## EXERCISE OBJECTIVE
From the records below, copy out each line that has the word "tire".

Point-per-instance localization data
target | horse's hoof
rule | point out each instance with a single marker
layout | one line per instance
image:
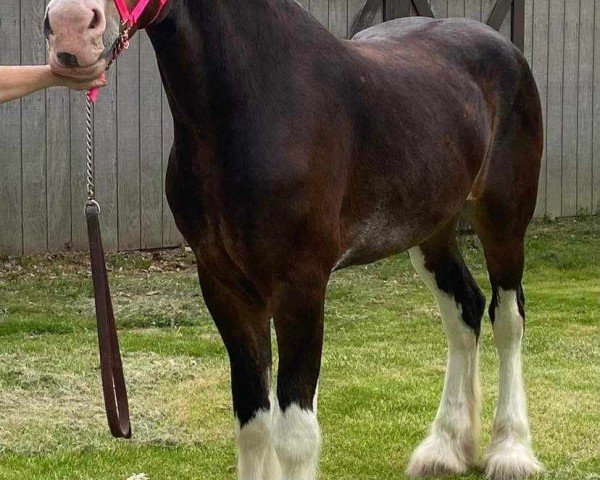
(436, 457)
(510, 460)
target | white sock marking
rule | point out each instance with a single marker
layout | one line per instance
(256, 455)
(509, 455)
(452, 442)
(297, 439)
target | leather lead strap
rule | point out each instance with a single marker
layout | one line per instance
(113, 381)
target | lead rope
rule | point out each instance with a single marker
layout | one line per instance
(111, 367)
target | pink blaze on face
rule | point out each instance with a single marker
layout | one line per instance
(80, 33)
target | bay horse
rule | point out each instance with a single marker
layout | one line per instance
(297, 154)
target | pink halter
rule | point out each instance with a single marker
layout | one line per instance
(129, 19)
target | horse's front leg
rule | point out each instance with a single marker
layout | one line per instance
(245, 328)
(299, 325)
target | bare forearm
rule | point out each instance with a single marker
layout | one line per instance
(16, 82)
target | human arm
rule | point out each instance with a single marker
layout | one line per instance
(19, 81)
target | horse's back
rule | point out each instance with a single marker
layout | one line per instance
(438, 90)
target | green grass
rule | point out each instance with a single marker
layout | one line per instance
(382, 371)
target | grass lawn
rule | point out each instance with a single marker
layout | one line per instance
(382, 374)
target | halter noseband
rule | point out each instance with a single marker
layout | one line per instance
(129, 21)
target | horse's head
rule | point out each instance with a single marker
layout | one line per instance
(82, 33)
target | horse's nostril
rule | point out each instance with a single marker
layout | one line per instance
(47, 28)
(67, 59)
(95, 21)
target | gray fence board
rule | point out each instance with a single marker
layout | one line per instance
(338, 18)
(11, 225)
(33, 131)
(596, 101)
(42, 182)
(128, 148)
(540, 70)
(554, 126)
(585, 110)
(570, 106)
(320, 10)
(473, 9)
(59, 169)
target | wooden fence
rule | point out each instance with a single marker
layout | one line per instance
(42, 151)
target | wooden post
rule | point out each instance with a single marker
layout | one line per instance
(396, 9)
(518, 24)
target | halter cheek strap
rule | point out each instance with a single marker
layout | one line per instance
(132, 17)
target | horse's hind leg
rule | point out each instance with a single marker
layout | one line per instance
(298, 320)
(451, 446)
(509, 457)
(244, 325)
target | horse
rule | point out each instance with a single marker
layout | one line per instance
(297, 154)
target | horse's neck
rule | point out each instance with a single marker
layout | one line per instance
(219, 55)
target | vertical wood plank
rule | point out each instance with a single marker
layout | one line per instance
(440, 8)
(596, 129)
(585, 118)
(338, 18)
(396, 9)
(456, 8)
(320, 10)
(486, 9)
(540, 71)
(529, 30)
(555, 108)
(373, 16)
(128, 147)
(569, 120)
(58, 179)
(473, 9)
(171, 235)
(11, 234)
(33, 131)
(151, 147)
(105, 153)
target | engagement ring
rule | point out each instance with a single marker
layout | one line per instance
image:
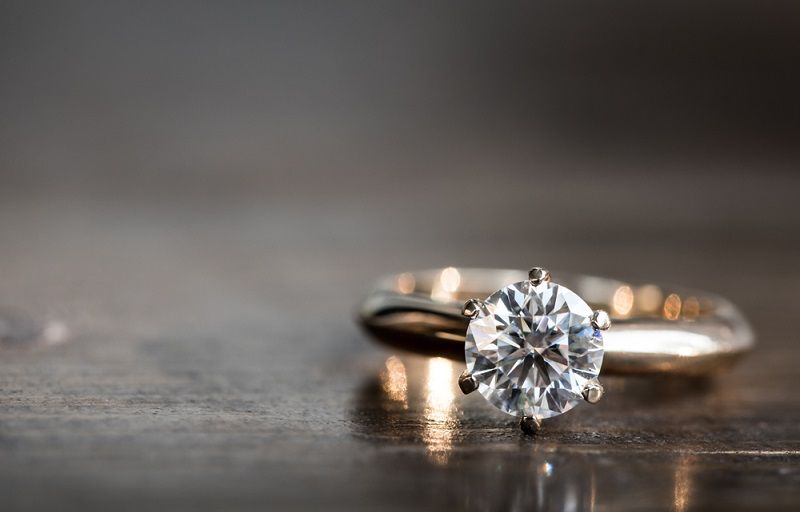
(535, 348)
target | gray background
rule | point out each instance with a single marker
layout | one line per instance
(194, 196)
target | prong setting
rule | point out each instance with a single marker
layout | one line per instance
(538, 275)
(592, 392)
(471, 308)
(601, 320)
(530, 425)
(467, 382)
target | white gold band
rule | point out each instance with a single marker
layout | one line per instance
(657, 329)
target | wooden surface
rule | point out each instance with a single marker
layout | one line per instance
(211, 362)
(194, 199)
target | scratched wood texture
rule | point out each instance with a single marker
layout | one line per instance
(194, 199)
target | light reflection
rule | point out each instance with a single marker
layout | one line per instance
(691, 308)
(682, 485)
(394, 381)
(672, 307)
(406, 283)
(447, 284)
(649, 298)
(622, 301)
(439, 421)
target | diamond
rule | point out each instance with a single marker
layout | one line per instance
(532, 349)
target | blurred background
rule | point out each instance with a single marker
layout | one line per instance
(195, 195)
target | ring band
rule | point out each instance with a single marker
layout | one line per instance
(657, 329)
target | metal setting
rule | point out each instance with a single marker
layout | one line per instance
(527, 324)
(467, 383)
(593, 392)
(601, 320)
(530, 425)
(538, 275)
(643, 340)
(471, 308)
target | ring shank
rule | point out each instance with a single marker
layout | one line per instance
(655, 329)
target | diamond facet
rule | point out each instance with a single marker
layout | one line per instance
(532, 349)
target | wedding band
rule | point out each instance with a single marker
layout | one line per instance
(534, 348)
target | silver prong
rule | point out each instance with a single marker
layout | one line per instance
(601, 320)
(471, 308)
(592, 392)
(530, 425)
(538, 275)
(467, 382)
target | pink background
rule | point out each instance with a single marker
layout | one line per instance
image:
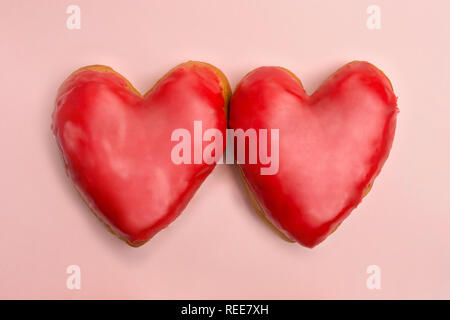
(219, 248)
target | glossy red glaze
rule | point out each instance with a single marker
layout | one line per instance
(117, 144)
(332, 144)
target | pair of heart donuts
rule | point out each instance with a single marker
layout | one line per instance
(116, 143)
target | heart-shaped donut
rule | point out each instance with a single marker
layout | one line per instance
(332, 144)
(117, 144)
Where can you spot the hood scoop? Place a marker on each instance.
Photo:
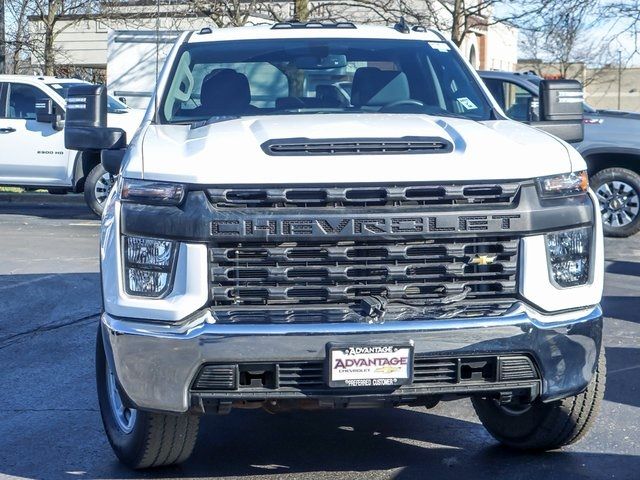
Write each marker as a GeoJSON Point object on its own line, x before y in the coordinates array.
{"type": "Point", "coordinates": [359, 146]}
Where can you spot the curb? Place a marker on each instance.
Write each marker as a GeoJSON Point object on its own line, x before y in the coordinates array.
{"type": "Point", "coordinates": [42, 199]}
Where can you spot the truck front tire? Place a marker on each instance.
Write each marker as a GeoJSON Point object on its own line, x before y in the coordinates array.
{"type": "Point", "coordinates": [618, 193]}
{"type": "Point", "coordinates": [97, 187]}
{"type": "Point", "coordinates": [544, 426]}
{"type": "Point", "coordinates": [141, 439]}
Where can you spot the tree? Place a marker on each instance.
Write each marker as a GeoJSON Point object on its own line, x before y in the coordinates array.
{"type": "Point", "coordinates": [562, 38]}
{"type": "Point", "coordinates": [2, 39]}
{"type": "Point", "coordinates": [459, 18]}
{"type": "Point", "coordinates": [55, 16]}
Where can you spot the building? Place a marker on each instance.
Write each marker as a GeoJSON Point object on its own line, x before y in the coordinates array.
{"type": "Point", "coordinates": [607, 87]}
{"type": "Point", "coordinates": [81, 41]}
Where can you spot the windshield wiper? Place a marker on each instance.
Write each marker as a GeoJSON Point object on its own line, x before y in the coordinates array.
{"type": "Point", "coordinates": [214, 119]}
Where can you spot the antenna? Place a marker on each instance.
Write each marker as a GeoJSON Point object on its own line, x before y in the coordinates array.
{"type": "Point", "coordinates": [155, 94]}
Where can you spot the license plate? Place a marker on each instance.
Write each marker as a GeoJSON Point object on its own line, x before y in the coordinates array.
{"type": "Point", "coordinates": [367, 366]}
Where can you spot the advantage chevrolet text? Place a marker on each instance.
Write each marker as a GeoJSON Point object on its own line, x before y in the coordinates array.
{"type": "Point", "coordinates": [335, 216]}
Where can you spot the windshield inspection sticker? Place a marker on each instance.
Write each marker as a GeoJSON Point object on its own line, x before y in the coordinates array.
{"type": "Point", "coordinates": [440, 46]}
{"type": "Point", "coordinates": [466, 103]}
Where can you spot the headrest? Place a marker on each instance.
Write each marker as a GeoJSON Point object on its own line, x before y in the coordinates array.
{"type": "Point", "coordinates": [375, 87]}
{"type": "Point", "coordinates": [225, 91]}
{"type": "Point", "coordinates": [330, 95]}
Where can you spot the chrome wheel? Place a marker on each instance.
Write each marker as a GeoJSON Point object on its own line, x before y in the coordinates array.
{"type": "Point", "coordinates": [103, 187]}
{"type": "Point", "coordinates": [125, 417]}
{"type": "Point", "coordinates": [619, 203]}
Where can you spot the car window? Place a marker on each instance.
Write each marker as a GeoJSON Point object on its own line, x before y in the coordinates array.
{"type": "Point", "coordinates": [322, 75]}
{"type": "Point", "coordinates": [22, 101]}
{"type": "Point", "coordinates": [515, 100]}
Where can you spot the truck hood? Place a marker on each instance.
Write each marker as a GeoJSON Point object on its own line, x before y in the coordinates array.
{"type": "Point", "coordinates": [230, 152]}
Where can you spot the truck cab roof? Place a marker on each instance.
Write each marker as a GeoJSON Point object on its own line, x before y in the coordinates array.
{"type": "Point", "coordinates": [313, 30]}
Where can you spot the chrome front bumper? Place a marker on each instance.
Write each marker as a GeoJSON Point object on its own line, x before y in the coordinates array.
{"type": "Point", "coordinates": [155, 364]}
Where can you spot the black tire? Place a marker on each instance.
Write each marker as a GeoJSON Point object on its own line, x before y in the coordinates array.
{"type": "Point", "coordinates": [155, 440]}
{"type": "Point", "coordinates": [94, 188]}
{"type": "Point", "coordinates": [611, 221]}
{"type": "Point", "coordinates": [545, 426]}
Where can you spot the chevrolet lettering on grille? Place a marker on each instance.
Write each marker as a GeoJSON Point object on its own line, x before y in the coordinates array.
{"type": "Point", "coordinates": [336, 226]}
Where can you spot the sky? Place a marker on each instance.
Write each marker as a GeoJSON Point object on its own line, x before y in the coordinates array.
{"type": "Point", "coordinates": [616, 31]}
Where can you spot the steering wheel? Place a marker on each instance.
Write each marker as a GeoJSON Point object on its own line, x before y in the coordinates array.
{"type": "Point", "coordinates": [390, 107]}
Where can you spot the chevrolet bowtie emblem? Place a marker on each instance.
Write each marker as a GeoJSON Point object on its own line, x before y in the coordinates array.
{"type": "Point", "coordinates": [482, 260]}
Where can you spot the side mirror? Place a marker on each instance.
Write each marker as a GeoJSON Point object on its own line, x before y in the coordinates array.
{"type": "Point", "coordinates": [561, 110]}
{"type": "Point", "coordinates": [48, 112]}
{"type": "Point", "coordinates": [86, 123]}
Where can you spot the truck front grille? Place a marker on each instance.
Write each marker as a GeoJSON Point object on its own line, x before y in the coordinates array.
{"type": "Point", "coordinates": [370, 196]}
{"type": "Point", "coordinates": [310, 376]}
{"type": "Point", "coordinates": [465, 276]}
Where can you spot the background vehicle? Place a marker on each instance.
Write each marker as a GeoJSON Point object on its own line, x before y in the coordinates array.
{"type": "Point", "coordinates": [33, 151]}
{"type": "Point", "coordinates": [611, 147]}
{"type": "Point", "coordinates": [269, 245]}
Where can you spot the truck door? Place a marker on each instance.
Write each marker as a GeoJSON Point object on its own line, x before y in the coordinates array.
{"type": "Point", "coordinates": [32, 153]}
{"type": "Point", "coordinates": [517, 102]}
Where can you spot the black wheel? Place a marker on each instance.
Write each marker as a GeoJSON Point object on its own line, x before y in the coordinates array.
{"type": "Point", "coordinates": [544, 426]}
{"type": "Point", "coordinates": [618, 191]}
{"type": "Point", "coordinates": [141, 439]}
{"type": "Point", "coordinates": [97, 187]}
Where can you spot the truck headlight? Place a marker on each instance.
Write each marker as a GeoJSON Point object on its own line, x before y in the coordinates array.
{"type": "Point", "coordinates": [148, 265]}
{"type": "Point", "coordinates": [565, 184]}
{"type": "Point", "coordinates": [150, 192]}
{"type": "Point", "coordinates": [568, 254]}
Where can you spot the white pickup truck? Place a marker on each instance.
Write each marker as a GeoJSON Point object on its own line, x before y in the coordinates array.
{"type": "Point", "coordinates": [33, 152]}
{"type": "Point", "coordinates": [271, 243]}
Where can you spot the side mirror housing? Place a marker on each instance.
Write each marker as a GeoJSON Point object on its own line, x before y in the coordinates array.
{"type": "Point", "coordinates": [561, 109]}
{"type": "Point", "coordinates": [86, 123]}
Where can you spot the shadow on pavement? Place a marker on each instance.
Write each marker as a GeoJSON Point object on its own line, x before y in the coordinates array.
{"type": "Point", "coordinates": [622, 307]}
{"type": "Point", "coordinates": [623, 268]}
{"type": "Point", "coordinates": [623, 376]}
{"type": "Point", "coordinates": [400, 443]}
{"type": "Point", "coordinates": [55, 211]}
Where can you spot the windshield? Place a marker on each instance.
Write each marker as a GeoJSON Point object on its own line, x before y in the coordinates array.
{"type": "Point", "coordinates": [62, 89]}
{"type": "Point", "coordinates": [322, 75]}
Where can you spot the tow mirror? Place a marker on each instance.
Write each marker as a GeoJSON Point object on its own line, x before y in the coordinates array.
{"type": "Point", "coordinates": [49, 112]}
{"type": "Point", "coordinates": [86, 125]}
{"type": "Point", "coordinates": [561, 110]}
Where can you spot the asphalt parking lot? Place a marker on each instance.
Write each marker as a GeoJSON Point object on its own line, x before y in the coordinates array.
{"type": "Point", "coordinates": [50, 425]}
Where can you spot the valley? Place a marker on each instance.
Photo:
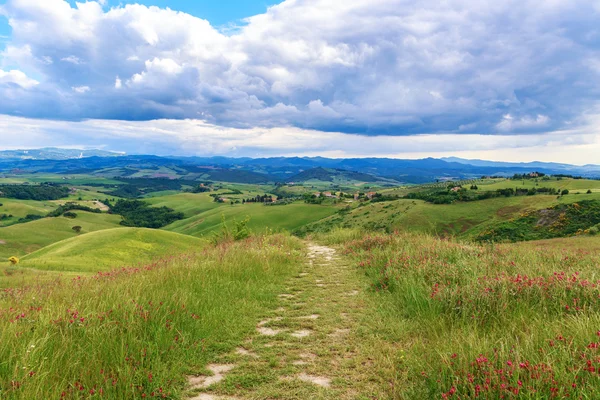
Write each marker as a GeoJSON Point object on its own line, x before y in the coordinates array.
{"type": "Point", "coordinates": [343, 285]}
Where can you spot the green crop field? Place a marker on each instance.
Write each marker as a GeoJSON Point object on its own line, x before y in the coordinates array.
{"type": "Point", "coordinates": [21, 239]}
{"type": "Point", "coordinates": [578, 185]}
{"type": "Point", "coordinates": [466, 219]}
{"type": "Point", "coordinates": [403, 304]}
{"type": "Point", "coordinates": [190, 204]}
{"type": "Point", "coordinates": [262, 218]}
{"type": "Point", "coordinates": [21, 208]}
{"type": "Point", "coordinates": [111, 248]}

## SOLUTION TO THE PROBLEM
Where can you spot the truck front tire? Place a marker on each instance.
Where can you spot the black tire? Place a marker on each instance.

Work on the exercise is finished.